--- Available records ---
[start]

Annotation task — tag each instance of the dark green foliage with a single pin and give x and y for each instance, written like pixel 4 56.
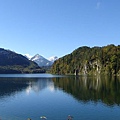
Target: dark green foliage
pixel 86 60
pixel 11 62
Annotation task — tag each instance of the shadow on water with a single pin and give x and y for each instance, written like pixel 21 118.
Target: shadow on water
pixel 11 86
pixel 104 89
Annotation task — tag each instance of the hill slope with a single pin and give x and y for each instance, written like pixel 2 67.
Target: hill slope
pixel 86 60
pixel 11 62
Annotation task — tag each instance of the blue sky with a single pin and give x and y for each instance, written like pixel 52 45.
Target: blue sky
pixel 57 27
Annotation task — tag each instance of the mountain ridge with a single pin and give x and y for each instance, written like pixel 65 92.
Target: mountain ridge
pixel 89 61
pixel 42 61
pixel 12 62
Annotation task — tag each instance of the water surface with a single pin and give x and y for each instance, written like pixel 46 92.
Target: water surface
pixel 56 97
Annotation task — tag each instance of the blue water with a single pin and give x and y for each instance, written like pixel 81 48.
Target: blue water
pixel 34 95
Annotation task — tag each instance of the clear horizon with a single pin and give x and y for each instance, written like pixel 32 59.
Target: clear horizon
pixel 56 28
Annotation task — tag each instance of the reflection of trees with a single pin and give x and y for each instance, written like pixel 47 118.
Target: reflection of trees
pixel 9 86
pixel 105 89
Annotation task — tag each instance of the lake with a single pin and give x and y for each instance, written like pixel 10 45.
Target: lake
pixel 24 96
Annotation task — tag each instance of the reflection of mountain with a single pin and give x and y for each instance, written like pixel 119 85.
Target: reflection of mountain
pixel 9 86
pixel 94 89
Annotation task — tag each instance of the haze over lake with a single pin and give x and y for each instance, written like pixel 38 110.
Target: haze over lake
pixel 25 96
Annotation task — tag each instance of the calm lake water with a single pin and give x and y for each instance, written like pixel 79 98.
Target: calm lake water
pixel 25 96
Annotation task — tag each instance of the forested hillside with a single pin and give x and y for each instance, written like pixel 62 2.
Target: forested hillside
pixel 11 62
pixel 86 60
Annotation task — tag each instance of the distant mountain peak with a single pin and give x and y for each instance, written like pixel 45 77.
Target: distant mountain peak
pixel 53 58
pixel 28 56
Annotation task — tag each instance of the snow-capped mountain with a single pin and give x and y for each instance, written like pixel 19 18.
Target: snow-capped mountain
pixel 28 56
pixel 41 61
pixel 53 58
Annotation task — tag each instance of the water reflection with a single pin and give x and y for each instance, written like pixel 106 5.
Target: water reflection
pixel 104 89
pixel 11 86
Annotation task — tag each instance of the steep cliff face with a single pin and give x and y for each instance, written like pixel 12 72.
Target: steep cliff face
pixel 86 60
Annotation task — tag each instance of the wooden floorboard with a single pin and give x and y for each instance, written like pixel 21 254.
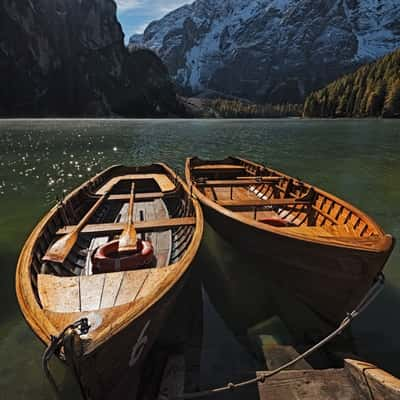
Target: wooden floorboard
pixel 59 294
pixel 91 290
pixel 132 282
pixel 112 284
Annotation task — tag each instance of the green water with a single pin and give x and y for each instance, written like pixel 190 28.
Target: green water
pixel 39 160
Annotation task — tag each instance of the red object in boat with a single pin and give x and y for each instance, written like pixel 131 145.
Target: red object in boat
pixel 278 222
pixel 107 258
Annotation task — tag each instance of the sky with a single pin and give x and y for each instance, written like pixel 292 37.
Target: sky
pixel 135 15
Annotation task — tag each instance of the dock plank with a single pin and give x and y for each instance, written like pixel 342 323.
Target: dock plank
pixel 329 384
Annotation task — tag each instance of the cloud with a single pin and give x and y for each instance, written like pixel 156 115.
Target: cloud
pixel 135 15
pixel 124 5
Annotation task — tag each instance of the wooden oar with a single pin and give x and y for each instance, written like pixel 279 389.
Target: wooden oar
pixel 127 240
pixel 59 250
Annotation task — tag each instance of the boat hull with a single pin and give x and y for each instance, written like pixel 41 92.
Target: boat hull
pixel 331 280
pixel 115 368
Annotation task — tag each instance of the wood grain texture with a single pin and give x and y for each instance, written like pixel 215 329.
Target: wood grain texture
pixel 140 226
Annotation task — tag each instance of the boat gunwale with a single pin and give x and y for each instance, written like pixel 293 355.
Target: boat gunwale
pixel 35 315
pixel 380 243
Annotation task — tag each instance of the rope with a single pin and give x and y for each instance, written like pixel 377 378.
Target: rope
pixel 363 304
pixel 55 345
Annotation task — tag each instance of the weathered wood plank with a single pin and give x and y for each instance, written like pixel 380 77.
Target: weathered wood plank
pixel 132 281
pixel 330 384
pixel 138 196
pixel 162 181
pixel 239 182
pixel 260 203
pixel 219 167
pixel 139 226
pixel 59 294
pixel 112 284
pixel 91 290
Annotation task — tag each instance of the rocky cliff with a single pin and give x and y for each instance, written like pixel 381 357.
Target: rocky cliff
pixel 67 58
pixel 372 91
pixel 271 50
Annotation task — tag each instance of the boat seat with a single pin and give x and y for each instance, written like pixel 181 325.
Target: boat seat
pixel 341 230
pixel 94 292
pixel 165 184
pixel 240 182
pixel 260 203
pixel 326 231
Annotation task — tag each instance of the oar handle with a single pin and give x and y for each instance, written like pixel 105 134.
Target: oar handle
pixel 131 204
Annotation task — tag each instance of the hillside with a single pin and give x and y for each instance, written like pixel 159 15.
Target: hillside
pixel 270 51
pixel 372 91
pixel 68 58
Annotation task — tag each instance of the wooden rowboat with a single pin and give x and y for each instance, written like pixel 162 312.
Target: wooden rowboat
pixel 321 248
pixel 57 284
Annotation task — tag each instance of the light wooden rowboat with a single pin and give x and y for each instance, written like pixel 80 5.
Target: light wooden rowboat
pixel 319 247
pixel 126 309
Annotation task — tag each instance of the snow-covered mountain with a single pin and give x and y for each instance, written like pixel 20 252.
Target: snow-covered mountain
pixel 271 50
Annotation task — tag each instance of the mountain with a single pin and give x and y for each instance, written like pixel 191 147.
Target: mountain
pixel 271 50
pixel 68 58
pixel 372 91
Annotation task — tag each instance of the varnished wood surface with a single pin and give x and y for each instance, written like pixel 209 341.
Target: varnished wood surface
pixel 329 255
pixel 261 203
pixel 163 182
pixel 142 226
pixel 340 224
pixel 138 196
pixel 155 286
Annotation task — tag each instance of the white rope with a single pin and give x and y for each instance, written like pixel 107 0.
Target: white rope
pixel 367 299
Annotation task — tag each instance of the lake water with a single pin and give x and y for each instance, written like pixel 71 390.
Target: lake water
pixel 357 160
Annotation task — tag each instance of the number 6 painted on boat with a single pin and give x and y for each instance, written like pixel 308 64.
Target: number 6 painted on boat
pixel 138 348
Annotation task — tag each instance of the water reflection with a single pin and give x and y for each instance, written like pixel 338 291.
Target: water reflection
pixel 357 160
pixel 260 313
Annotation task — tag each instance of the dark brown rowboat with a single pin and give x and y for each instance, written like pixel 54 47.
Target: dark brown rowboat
pixel 321 248
pixel 126 309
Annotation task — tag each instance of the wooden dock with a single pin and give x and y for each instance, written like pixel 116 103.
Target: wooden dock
pixel 355 380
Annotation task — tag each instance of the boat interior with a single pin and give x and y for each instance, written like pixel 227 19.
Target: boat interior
pixel 163 214
pixel 267 196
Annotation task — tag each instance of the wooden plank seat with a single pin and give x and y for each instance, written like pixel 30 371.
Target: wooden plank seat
pixel 138 196
pixel 140 226
pixel 261 203
pixel 239 182
pixel 165 184
pixel 325 230
pixel 219 167
pixel 94 292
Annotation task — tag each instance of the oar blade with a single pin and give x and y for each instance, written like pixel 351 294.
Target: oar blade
pixel 58 251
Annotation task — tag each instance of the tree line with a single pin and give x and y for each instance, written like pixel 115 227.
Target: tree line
pixel 240 109
pixel 372 91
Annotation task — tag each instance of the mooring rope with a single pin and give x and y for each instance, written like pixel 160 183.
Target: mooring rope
pixel 363 304
pixel 56 342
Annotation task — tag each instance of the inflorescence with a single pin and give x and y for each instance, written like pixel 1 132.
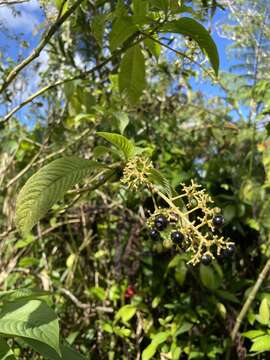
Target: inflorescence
pixel 193 226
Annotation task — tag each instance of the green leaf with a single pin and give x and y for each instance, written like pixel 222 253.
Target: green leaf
pixel 151 349
pixel 252 334
pixel 119 141
pixel 227 296
pixel 186 326
pixel 160 4
pixel 149 352
pixel 261 343
pixel 153 47
pixel 5 352
pixel 194 30
pixel 67 352
pixel 32 319
pixel 209 277
pixel 132 74
pixel 180 273
pixel 122 119
pixel 47 186
pixel 122 29
pixel 264 313
pixel 29 294
pixel 125 313
pixel 58 4
pixel 140 7
pixel 159 179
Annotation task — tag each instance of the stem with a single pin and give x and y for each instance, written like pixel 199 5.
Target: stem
pixel 250 299
pixel 183 216
pixel 36 52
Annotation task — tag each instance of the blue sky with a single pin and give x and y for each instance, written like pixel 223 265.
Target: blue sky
pixel 26 27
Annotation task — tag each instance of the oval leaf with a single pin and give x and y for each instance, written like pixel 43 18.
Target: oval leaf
pixel 194 30
pixel 31 319
pixel 264 312
pixel 261 343
pixel 119 141
pixel 46 187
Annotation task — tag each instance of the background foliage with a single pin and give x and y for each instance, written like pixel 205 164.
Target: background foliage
pixel 118 294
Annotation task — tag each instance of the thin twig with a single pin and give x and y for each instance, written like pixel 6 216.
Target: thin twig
pixel 36 52
pixel 13 2
pixel 250 299
pixel 82 305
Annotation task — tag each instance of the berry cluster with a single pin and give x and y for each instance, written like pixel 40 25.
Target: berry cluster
pixel 189 222
pixel 193 228
pixel 161 223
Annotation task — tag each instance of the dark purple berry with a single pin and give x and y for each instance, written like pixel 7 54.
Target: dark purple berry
pixel 154 234
pixel 231 249
pixel 161 222
pixel 218 221
pixel 206 259
pixel 177 237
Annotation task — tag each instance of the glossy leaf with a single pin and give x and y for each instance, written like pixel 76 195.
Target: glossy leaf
pixel 121 142
pixel 261 343
pixel 264 313
pixel 5 352
pixel 47 186
pixel 32 319
pixel 67 352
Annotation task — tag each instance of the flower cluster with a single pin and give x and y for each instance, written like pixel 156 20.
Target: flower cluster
pixel 195 228
pixel 189 222
pixel 136 172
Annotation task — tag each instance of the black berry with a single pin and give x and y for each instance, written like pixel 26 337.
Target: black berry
pixel 154 234
pixel 177 237
pixel 206 259
pixel 231 249
pixel 218 221
pixel 161 222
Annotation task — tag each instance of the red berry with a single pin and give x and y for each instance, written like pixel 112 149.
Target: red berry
pixel 130 292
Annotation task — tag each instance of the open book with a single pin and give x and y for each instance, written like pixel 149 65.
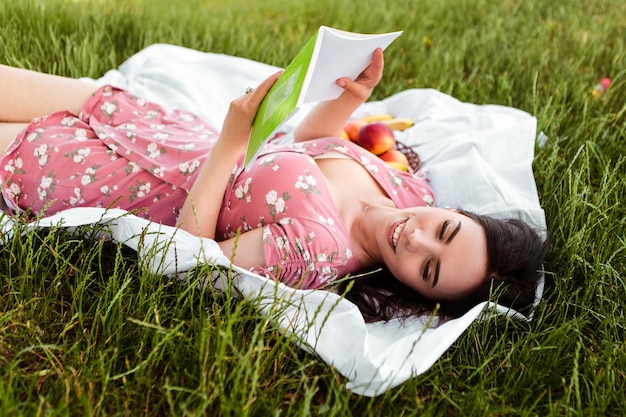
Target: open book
pixel 330 54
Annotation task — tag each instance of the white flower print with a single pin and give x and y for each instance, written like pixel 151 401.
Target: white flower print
pixel 161 136
pixel 307 183
pixel 106 190
pixel 45 185
pixel 187 146
pixel 132 168
pixel 40 153
pixel 77 198
pixel 326 274
pixel 280 205
pixel 13 190
pixel 139 190
pixel 80 155
pixel 275 203
pixel 68 121
pixel 158 171
pixel 243 191
pixel 428 199
pixel 80 134
pixel 329 221
pixel 153 150
pixel 271 197
pixel 187 168
pixel 185 117
pixel 267 235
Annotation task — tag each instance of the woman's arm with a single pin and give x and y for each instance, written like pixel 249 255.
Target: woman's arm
pixel 202 207
pixel 329 117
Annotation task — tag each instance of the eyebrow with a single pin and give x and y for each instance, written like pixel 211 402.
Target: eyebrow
pixel 452 235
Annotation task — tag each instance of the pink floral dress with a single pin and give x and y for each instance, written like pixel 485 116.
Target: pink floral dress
pixel 124 152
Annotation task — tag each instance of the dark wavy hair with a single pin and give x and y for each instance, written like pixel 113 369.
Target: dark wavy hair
pixel 515 256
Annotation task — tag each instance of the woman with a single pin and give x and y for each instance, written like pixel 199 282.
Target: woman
pixel 307 213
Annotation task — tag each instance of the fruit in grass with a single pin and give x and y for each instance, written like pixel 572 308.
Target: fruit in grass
pixel 352 127
pixel 376 137
pixel 376 117
pixel 396 159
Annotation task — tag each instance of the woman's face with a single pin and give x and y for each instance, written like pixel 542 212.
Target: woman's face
pixel 440 253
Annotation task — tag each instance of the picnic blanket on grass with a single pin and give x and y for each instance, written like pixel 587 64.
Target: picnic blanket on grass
pixel 478 158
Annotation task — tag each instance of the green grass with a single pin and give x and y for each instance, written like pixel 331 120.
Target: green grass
pixel 84 330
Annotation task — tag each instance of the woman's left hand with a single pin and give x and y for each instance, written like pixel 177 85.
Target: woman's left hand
pixel 241 113
pixel 362 87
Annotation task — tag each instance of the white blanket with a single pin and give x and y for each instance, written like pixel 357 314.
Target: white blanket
pixel 478 158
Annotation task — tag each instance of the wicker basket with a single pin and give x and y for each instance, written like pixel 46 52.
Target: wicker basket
pixel 414 159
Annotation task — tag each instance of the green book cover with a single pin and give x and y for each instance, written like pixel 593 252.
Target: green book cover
pixel 310 77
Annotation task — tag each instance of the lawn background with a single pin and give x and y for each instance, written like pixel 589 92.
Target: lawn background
pixel 84 330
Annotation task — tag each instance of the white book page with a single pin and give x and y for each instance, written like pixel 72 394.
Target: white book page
pixel 339 54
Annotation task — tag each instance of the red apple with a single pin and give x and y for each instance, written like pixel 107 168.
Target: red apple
pixel 376 137
pixel 351 129
pixel 396 159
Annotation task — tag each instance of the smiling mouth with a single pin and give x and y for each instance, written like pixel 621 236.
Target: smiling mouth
pixel 396 231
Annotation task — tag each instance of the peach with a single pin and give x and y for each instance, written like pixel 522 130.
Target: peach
pixel 376 137
pixel 352 128
pixel 396 159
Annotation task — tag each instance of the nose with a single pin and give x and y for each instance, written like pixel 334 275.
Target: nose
pixel 418 241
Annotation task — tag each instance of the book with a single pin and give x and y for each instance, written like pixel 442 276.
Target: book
pixel 328 55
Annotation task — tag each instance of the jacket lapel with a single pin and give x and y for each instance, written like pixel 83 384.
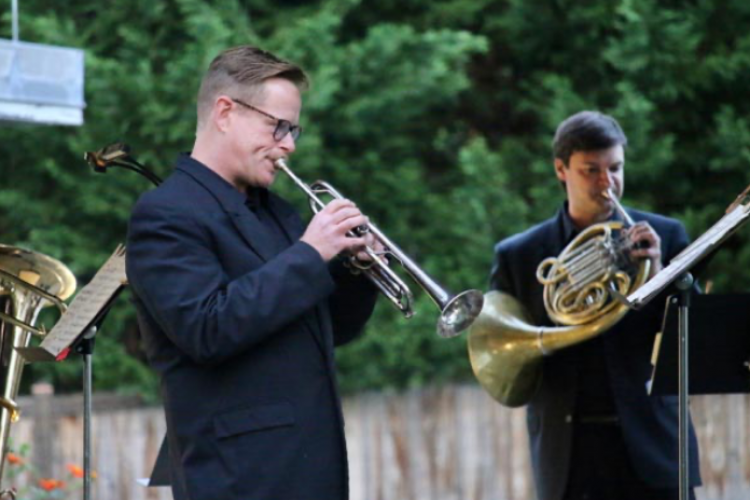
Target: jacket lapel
pixel 258 238
pixel 316 322
pixel 233 203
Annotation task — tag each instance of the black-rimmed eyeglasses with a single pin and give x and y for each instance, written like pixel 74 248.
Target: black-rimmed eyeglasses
pixel 283 127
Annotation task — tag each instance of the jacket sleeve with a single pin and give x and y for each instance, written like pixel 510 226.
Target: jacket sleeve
pixel 352 303
pixel 174 269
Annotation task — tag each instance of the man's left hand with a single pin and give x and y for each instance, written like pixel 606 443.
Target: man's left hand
pixel 645 244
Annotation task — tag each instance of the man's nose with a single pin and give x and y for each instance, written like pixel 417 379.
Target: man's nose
pixel 288 144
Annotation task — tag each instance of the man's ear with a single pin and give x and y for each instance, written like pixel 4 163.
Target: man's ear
pixel 561 170
pixel 220 114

[end]

--- What you will do ---
Could you copy the material word for word, starting at its very first line and stopping after the line that contains "pixel 12 62", with the pictures left out?

--- Exercise solution ---
Annotation task — tag each instance of the dark green foliage with a single pin and give x and y for each instance, written like pixel 4 56.
Target: dark green foliage
pixel 86 60
pixel 11 62
Annotation task — tag each instance of the shadow on water with a single pin and give x and y for each instance, written like pixel 21 118.
Target: shadow on water
pixel 11 86
pixel 104 89
Annotation task — tag each instance of the hill slope with a single pin and give x and y for each instance, written like pixel 2 67.
Target: hill slope
pixel 86 60
pixel 11 62
Annotation task — tag each instance of the blue sky with a single pin and give x and y for each instance, written like pixel 52 45.
Target: blue sky
pixel 57 27
Annotation task — tag each instance of the mountain ridge with a single pin and give x and y for each instance, written like pixel 65 92.
Target: mountain ridge
pixel 89 61
pixel 42 61
pixel 12 62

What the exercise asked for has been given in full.